"""

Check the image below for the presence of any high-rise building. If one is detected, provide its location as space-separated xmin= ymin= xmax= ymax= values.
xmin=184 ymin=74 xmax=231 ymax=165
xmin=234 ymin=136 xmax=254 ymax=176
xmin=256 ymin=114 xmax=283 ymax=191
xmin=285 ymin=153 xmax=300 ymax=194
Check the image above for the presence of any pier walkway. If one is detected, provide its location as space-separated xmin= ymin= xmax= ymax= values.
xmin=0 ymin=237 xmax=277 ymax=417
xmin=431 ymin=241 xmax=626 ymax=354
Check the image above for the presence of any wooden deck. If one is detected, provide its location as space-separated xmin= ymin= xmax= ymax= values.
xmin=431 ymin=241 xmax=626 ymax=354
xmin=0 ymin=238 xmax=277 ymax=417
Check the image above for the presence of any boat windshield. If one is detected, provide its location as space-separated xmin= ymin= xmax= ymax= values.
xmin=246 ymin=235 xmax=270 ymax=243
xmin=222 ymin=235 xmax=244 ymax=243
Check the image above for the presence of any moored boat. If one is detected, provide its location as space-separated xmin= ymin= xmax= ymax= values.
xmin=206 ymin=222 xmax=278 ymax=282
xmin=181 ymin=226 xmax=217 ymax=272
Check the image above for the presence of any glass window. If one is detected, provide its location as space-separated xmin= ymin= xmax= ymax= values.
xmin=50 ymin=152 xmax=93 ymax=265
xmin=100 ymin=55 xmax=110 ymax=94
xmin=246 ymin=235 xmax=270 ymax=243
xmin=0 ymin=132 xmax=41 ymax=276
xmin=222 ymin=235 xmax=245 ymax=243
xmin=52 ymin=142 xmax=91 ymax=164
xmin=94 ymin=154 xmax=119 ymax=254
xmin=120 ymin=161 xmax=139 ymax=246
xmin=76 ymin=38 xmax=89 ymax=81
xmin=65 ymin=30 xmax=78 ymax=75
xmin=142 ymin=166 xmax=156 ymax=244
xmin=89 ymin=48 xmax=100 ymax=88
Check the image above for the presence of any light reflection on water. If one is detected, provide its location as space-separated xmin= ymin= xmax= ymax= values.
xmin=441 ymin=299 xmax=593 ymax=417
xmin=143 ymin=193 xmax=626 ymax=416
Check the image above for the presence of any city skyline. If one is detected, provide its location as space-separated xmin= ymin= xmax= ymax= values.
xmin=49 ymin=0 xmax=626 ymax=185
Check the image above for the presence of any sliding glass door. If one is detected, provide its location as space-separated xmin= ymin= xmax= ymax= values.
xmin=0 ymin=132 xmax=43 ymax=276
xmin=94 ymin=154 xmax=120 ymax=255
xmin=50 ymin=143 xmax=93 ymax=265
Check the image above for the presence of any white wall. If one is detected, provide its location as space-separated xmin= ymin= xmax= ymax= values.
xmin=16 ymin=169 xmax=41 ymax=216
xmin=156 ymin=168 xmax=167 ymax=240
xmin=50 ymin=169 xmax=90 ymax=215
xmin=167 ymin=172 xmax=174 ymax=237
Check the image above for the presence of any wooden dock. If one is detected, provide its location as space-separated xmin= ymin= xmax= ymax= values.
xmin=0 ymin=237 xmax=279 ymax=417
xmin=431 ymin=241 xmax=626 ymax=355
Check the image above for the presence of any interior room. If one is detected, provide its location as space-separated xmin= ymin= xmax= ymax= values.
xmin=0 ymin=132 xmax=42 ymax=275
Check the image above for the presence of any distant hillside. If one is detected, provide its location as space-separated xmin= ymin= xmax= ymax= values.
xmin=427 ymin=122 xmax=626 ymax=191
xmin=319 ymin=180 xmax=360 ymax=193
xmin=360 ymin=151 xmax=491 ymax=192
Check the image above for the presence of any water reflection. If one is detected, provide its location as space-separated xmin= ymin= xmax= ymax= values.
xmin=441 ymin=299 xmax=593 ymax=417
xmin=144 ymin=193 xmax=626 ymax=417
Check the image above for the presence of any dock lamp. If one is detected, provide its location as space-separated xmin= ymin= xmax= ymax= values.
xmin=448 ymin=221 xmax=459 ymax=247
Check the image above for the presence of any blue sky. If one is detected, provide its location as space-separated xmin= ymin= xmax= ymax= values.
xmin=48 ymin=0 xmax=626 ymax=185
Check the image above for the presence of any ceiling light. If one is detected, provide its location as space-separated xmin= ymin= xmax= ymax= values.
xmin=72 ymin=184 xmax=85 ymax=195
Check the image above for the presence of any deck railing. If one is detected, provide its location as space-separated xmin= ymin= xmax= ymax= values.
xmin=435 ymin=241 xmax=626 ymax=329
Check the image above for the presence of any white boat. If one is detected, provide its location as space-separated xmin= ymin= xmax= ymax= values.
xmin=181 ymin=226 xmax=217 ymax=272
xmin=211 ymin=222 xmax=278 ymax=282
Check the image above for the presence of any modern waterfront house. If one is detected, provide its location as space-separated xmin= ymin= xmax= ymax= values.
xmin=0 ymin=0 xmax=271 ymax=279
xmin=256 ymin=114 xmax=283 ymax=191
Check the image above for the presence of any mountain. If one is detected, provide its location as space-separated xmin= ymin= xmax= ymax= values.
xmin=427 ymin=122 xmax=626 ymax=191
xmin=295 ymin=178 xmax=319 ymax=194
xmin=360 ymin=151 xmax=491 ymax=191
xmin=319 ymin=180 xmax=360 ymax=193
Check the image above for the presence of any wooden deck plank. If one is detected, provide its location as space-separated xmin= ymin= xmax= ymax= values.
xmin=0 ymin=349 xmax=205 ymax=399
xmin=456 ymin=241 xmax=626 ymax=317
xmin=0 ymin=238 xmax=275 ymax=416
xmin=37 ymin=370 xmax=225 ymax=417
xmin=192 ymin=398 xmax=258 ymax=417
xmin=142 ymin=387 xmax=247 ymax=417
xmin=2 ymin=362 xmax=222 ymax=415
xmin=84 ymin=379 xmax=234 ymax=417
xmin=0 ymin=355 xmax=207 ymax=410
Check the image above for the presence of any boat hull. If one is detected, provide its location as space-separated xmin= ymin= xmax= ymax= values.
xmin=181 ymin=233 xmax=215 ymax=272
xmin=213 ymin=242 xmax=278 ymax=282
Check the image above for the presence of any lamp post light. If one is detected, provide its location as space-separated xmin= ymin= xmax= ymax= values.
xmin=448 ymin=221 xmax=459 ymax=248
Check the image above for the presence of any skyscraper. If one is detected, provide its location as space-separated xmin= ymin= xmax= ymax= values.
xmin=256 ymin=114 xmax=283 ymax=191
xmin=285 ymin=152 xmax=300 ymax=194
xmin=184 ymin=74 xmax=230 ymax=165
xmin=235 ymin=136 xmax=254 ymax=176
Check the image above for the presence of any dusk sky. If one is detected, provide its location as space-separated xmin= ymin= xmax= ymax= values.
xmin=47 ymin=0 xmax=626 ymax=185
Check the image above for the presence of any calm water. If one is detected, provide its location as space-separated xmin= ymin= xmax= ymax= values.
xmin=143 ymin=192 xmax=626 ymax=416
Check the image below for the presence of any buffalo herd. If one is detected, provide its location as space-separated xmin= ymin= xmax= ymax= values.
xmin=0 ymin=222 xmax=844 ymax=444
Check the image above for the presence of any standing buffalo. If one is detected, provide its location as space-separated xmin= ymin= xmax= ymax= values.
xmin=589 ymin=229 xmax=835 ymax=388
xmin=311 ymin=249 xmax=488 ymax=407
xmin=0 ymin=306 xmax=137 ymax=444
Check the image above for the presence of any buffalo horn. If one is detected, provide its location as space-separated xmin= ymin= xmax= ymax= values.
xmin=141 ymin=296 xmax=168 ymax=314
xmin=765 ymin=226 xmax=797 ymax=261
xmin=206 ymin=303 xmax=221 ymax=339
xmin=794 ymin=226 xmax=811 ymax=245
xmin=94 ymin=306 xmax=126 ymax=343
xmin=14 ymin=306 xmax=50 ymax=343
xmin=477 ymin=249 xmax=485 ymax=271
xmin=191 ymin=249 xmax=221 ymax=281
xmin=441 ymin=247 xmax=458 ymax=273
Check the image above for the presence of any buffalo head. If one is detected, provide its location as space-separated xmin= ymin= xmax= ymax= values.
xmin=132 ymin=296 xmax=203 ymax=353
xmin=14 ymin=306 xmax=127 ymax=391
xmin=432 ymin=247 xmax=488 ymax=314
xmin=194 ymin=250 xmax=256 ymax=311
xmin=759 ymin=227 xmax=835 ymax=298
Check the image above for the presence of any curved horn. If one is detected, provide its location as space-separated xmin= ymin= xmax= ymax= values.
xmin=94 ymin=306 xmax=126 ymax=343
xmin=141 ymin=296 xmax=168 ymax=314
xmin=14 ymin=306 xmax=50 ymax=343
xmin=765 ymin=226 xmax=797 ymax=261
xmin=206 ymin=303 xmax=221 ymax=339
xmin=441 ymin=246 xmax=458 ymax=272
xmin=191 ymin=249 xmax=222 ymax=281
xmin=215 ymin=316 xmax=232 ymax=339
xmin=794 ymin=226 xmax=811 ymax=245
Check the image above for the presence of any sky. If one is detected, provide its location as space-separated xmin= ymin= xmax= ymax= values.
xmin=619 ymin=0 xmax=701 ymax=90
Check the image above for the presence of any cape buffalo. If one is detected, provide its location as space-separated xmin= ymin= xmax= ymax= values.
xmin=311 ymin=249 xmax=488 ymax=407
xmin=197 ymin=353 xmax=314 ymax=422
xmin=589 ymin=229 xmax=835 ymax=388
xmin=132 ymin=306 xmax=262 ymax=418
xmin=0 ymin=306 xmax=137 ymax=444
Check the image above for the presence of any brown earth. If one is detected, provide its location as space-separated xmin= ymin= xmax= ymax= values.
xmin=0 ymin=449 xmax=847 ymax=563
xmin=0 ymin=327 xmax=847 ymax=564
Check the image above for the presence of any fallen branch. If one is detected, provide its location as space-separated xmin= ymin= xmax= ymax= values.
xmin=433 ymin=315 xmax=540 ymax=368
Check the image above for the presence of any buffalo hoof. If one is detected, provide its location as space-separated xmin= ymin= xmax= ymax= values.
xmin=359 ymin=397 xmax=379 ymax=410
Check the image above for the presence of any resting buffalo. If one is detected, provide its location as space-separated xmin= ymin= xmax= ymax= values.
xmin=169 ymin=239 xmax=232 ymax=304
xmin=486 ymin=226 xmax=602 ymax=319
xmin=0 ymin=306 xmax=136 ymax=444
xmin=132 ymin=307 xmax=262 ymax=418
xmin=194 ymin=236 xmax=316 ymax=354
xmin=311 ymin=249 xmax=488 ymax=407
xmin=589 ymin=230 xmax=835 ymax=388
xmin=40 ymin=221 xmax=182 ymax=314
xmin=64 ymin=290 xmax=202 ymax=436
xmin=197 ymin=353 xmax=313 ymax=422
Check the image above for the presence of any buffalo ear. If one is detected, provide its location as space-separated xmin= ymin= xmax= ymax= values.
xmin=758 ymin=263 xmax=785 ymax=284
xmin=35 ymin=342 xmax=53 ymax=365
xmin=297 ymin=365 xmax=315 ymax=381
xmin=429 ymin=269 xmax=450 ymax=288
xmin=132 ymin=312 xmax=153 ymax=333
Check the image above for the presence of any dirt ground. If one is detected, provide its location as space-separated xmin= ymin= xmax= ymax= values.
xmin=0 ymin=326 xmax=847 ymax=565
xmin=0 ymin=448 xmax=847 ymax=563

"""

## What needs to be done
Reproduce the records word for word, starting at the line containing "Check the image above for the presence of any buffalo ear." and running through the final line of the records, with both ends included.

## In response
Check the image above for the presence of any buffalo ear. If one is detected, provide its location as space-separated xmin= ymin= xmax= ymax= values.
xmin=758 ymin=263 xmax=785 ymax=284
xmin=35 ymin=342 xmax=53 ymax=365
xmin=297 ymin=365 xmax=315 ymax=381
xmin=429 ymin=269 xmax=450 ymax=288
xmin=132 ymin=312 xmax=153 ymax=333
Check the image above for the presence of any dirt ground. If one is detected, provide its location as space-separated xmin= ymin= xmax= ymax= values.
xmin=0 ymin=326 xmax=847 ymax=565
xmin=0 ymin=448 xmax=847 ymax=563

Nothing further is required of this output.